Provided data »
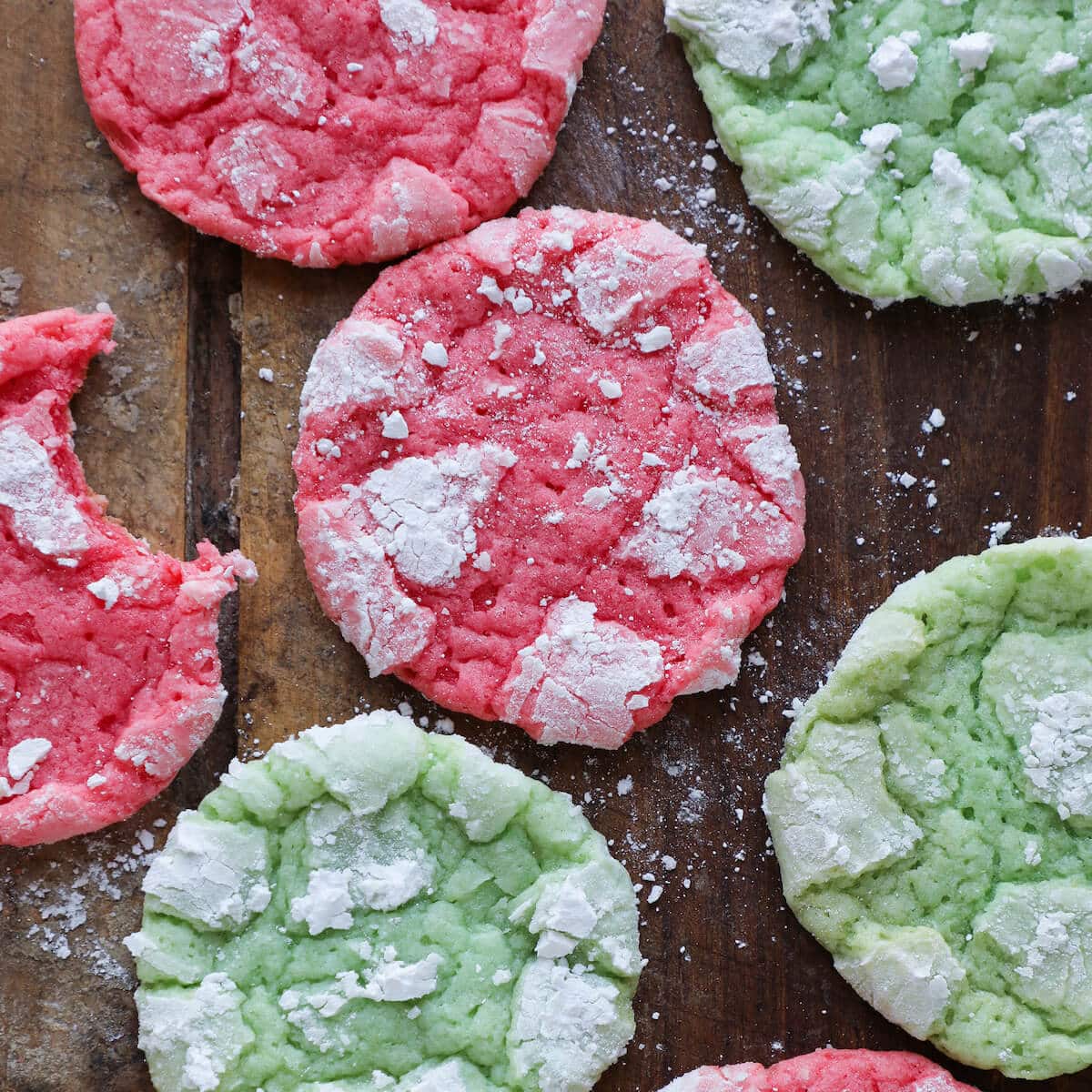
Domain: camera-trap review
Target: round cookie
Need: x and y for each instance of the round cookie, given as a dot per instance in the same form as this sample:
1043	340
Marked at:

Work to do »
Copy the entries above word for word, line by line, and leave out the picture.

Solution to this problem »
Domain: camera-trap review
Target: round cookie
Need: x and y for each instance of the round cookie, given as a dot per instance in the same form as this sample:
1043	340
Marked at:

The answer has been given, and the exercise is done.